:: TEXT EXTRACT ::
>> START
The fraudster hit the jackpot in Florida by obtaining the names, dates of birth and Social Security numbers of 21 people. He then created fraudulent W-2 documents, listing his victims as employees of his company, with the purpose of accumulating wage credits in their names. After a period of time, the business owner would classify the so-called ”employees” as laid off and file fake unemployment compensation benefits applications. More than $219,000 was deposited directly into his bank account through electronic funds transfers. The scam worked so well in Florida that he opened a similar company in Massachusetts and stole the identities of 23 people, allowing him to pocket more than $70,000 in unemployment benefits.

The fraudster was convicted of wire fraud and aggravated identity theft. He was sentenced to five years in federal prison and three years of probation. He was also ordered to pay restitution to both states.

After the federal penitentiary is done with the con man, let’s hope he will have learned how to make an honest dollar. Anyone ready to take bets on that?
>> END
:: SUPPLIED MATERIAL ::
>> START
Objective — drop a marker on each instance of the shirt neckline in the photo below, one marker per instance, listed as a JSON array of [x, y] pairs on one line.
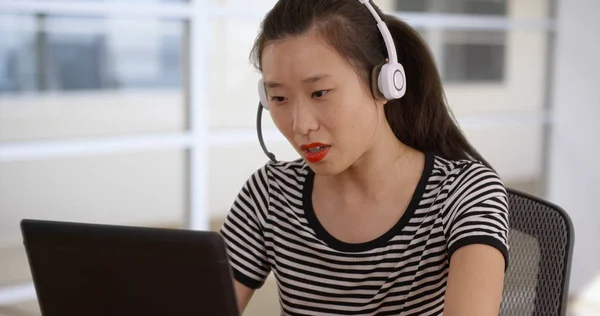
[[380, 241]]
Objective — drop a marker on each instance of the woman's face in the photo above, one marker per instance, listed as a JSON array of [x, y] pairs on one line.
[[319, 103]]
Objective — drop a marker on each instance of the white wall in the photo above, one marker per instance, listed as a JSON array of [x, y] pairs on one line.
[[574, 168]]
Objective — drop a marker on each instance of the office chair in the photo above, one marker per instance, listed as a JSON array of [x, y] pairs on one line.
[[541, 249]]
>> END
:: WORK REQUIRED ::
Go on with the text about the unemployment fraud scheme, starting right after its final sentence. The rows were taken from a separate source and have no connection to the text on the unemployment fraud scheme.

:: RESPONSE TO THE EXERCISE ::
Source: Today’s ”Fraud of the Day” is based on an article titled, ”Ex-Wilton Manors Man Gets Five Years for ID Theft and Fraud,” written by Wayne K. Roustan and published in the Orlando Sentinel on August 9, 2013.

ORLANDO – A former Wilton Manors man was sentenced to more than five years in federal prison for stealing the identities of about 44 people to collect $290,494 in unemployment insurance benefits on their behalf, U.S. Attorney Wifredo A. Ferrer announced Thursday.

Denny Ray Hughes, 40, was convicted of wire fraud and aggravated identity theft for his role in defrauding unemployment compensation programs in Florida and Massachusetts, prosecutors said.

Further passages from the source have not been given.